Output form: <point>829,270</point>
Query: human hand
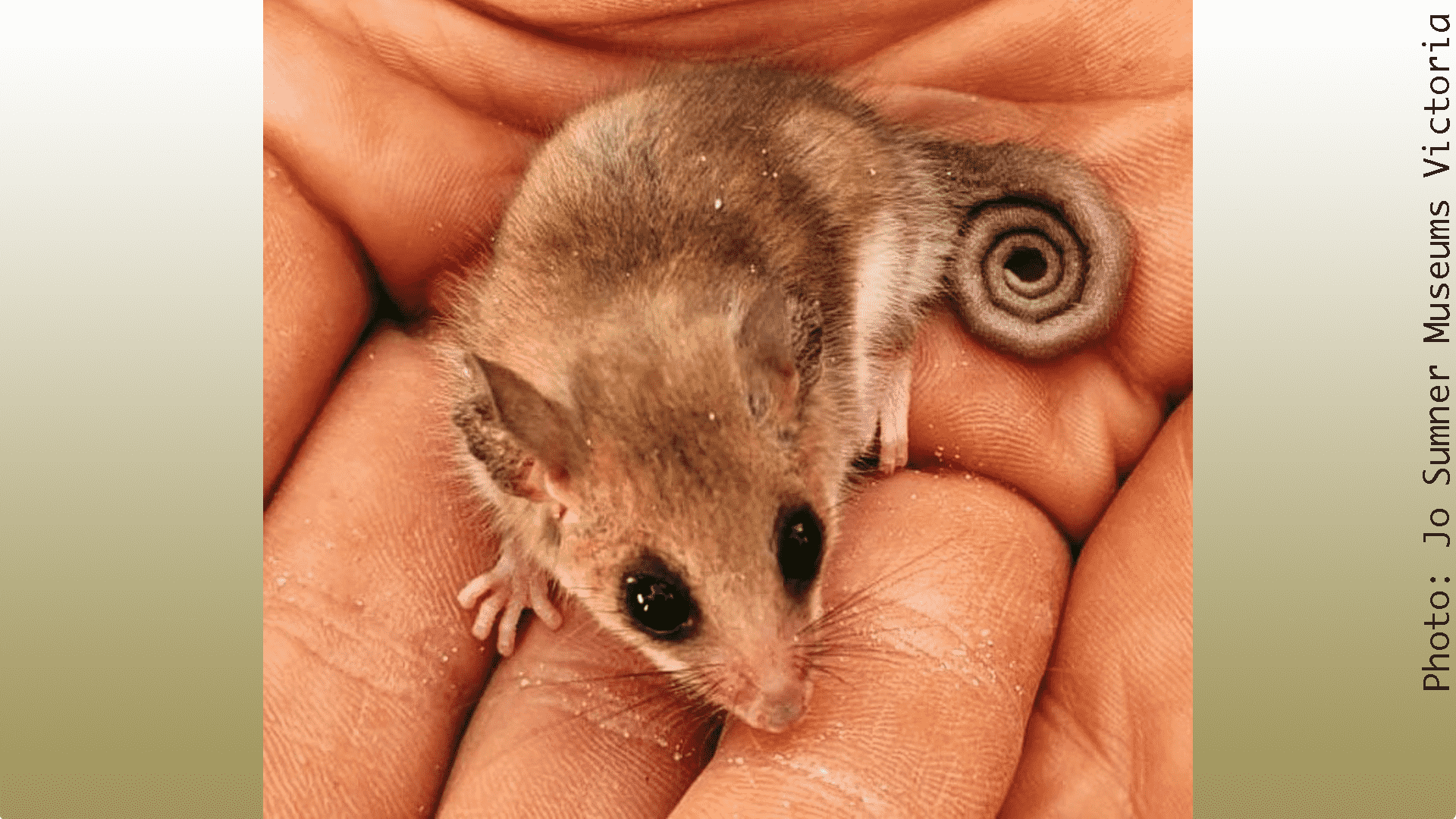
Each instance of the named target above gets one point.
<point>403,129</point>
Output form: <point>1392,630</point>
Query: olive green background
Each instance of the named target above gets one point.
<point>130,596</point>
<point>131,436</point>
<point>1310,579</point>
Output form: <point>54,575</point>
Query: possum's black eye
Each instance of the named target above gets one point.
<point>660,605</point>
<point>801,544</point>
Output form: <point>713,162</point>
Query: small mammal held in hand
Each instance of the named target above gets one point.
<point>699,314</point>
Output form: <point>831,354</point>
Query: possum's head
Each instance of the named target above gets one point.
<point>692,468</point>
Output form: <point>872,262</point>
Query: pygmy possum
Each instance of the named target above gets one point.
<point>698,319</point>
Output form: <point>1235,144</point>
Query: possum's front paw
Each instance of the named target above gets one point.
<point>893,411</point>
<point>506,592</point>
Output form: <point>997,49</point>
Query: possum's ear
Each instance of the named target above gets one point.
<point>1041,257</point>
<point>766,357</point>
<point>549,447</point>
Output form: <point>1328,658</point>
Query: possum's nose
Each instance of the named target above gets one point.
<point>780,703</point>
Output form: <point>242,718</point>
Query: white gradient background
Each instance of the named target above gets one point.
<point>131,414</point>
<point>1310,287</point>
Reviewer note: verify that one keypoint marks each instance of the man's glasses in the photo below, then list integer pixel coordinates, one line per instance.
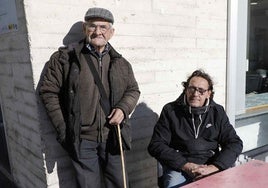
(192, 90)
(103, 28)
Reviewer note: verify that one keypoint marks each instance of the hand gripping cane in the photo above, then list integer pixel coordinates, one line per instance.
(122, 155)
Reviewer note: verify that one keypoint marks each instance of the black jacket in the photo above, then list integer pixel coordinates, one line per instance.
(174, 143)
(60, 91)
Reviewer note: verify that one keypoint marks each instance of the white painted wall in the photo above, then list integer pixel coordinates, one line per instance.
(164, 40)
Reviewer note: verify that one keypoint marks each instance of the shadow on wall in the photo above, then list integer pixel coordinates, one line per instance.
(140, 166)
(56, 159)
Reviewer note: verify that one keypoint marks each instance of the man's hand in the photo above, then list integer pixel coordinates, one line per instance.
(116, 116)
(203, 171)
(191, 169)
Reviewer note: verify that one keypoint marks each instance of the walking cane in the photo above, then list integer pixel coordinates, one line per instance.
(122, 155)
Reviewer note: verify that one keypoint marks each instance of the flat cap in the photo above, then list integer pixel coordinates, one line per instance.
(99, 13)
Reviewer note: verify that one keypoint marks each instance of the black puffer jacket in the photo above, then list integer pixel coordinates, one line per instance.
(60, 91)
(174, 142)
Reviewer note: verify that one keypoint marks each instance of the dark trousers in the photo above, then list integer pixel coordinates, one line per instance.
(97, 168)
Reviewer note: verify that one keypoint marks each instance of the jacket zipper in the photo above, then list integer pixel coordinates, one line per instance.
(100, 111)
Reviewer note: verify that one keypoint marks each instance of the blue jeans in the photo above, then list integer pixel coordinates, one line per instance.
(174, 179)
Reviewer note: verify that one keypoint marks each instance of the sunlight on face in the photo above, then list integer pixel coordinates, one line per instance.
(197, 92)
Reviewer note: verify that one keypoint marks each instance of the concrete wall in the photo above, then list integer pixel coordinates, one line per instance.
(19, 106)
(164, 40)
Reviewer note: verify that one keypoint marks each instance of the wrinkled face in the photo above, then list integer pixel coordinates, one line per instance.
(197, 92)
(98, 32)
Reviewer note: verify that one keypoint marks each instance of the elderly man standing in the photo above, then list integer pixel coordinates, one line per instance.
(88, 90)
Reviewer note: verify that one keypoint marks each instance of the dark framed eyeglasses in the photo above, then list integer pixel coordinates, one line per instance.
(103, 28)
(192, 90)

→ What you will do:
Filter the records, keeping only lines that contain "background", and show those lines.

→ Final answer:
Query: olive green background
Query: white gradient background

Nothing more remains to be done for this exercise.